*Source extract*

-------

THE North Indian cinema brings out yet another one of its disturbing thrillers rooted in a real criminal case. Kill was a brutal growth spurt in Indian action filmmaking and now Netflix’s Sector 36 is aiming for the jugular of eminent crime and psychological thrillers such as Silence of the Lambs and Seven.
Bold in its macabre storytelling involving children and women, with an unflinching portrayal of the historically documented ineptitude of the Indian police force, Sector 36 is not for those with a weak stomach.
Based on the violent child murders that took place in Uttar Pradesh, India in 2006, the film sees corrupt sub-inspector Ram Charan Pandey (Deepak Dobriyal) slowly come to his senses after his daughter is nearly abducted by a stranger.
Realising there is a pattern to the missing children from Sector 36, an immigrant slum housing area, to a missing young adult woman and his daughter’s near-abduction, Ram begins investigating the politically-connected businessman Balbir Singh Bassi (Akash Khurana) and his servant Prem Singh (Vikrant Massey).

-------

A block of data
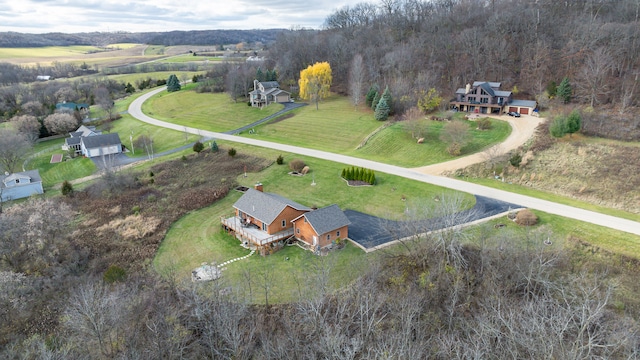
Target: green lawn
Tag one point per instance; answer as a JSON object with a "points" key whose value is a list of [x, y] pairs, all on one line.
{"points": [[519, 189], [395, 144], [156, 75], [336, 126], [56, 173], [207, 111]]}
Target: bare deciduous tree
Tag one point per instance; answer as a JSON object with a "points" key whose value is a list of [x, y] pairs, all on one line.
{"points": [[356, 80], [14, 148], [27, 125], [60, 123]]}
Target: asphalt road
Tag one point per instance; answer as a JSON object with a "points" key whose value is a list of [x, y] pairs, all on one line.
{"points": [[633, 227]]}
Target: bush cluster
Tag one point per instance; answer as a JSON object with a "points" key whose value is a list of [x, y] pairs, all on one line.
{"points": [[297, 165], [359, 174]]}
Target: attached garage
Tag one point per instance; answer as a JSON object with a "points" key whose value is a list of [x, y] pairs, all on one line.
{"points": [[524, 107]]}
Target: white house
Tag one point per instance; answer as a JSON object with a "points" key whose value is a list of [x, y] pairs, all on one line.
{"points": [[100, 145]]}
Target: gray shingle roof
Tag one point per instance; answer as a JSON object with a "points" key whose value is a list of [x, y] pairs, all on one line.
{"points": [[488, 89], [270, 84], [326, 219], [92, 142], [523, 103], [265, 206], [494, 85]]}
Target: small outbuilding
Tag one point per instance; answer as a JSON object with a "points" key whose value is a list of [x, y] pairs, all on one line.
{"points": [[20, 185]]}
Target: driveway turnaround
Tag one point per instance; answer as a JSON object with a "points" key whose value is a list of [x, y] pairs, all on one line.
{"points": [[612, 222], [371, 232]]}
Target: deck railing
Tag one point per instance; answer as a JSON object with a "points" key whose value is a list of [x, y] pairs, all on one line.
{"points": [[236, 225]]}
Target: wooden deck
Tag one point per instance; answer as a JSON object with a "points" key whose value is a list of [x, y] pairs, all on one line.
{"points": [[251, 233]]}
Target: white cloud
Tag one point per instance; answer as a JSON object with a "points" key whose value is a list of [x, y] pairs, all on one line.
{"points": [[68, 16]]}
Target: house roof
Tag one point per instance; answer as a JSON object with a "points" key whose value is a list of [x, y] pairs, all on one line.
{"points": [[91, 142], [523, 103], [494, 85], [32, 175], [270, 84], [74, 140], [487, 88], [71, 106], [326, 219], [265, 206]]}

-------

*Challenge 1*
Answer these questions using the review of Sector 36:
(a) Which streaming service released Sector 36?
(b) In which Indian state and in what year did the child murders the film is based on take place?
(c) Which actor plays the servant Prem Singh?
*Challenge 2*
Reproduce the lines of the records starting at the line containing "Target: gray shingle roof" and ending at the last line of the records, with both ends included.
The records are unrelated to the text.

*Full output 1*
(a) Netflix
(b) Uttar Pradesh, in 2006
(c) Vikrant Massey

*Full output 2*
Target: gray shingle roof
Tag one point per instance; answer as a JSON object with a "points" key whose value is a list of [x, y] pairs, all on one line.
{"points": [[488, 89], [270, 84], [326, 219], [92, 142], [523, 103], [265, 206], [494, 85]]}
Target: small outbuilding
Tag one point per instance; answer as a JSON object with a "points" key whose value is a list of [x, y] pairs, all on one line.
{"points": [[20, 185]]}
Target: driveway turnaround
Tag one point per instance; answer as a JSON object with a "points" key whose value is a list of [x, y] pairs, all on one line.
{"points": [[612, 222], [371, 232]]}
Target: deck railing
Tag one point per instance; answer as a JSON object with a "points" key whose value is a list of [x, y] pairs, all on one line.
{"points": [[236, 225]]}
Target: wooden deck
Tag one point per instance; answer as a JSON object with a "points" key whose value is a list of [x, y] pairs, all on one line.
{"points": [[251, 233]]}
Target: white cloud
Tag one point per instance; answer as a JSON object with a "points" key whose value is a list of [x, y] pairs, all on one line.
{"points": [[68, 16]]}
Target: house roof
Tag one point per instance; answer as a JSON object with a "points" key whose value is a list of [x, y] pairs, all on one line.
{"points": [[91, 142], [523, 103], [494, 85], [32, 175], [270, 84], [74, 140], [487, 88], [71, 106], [326, 219], [265, 206]]}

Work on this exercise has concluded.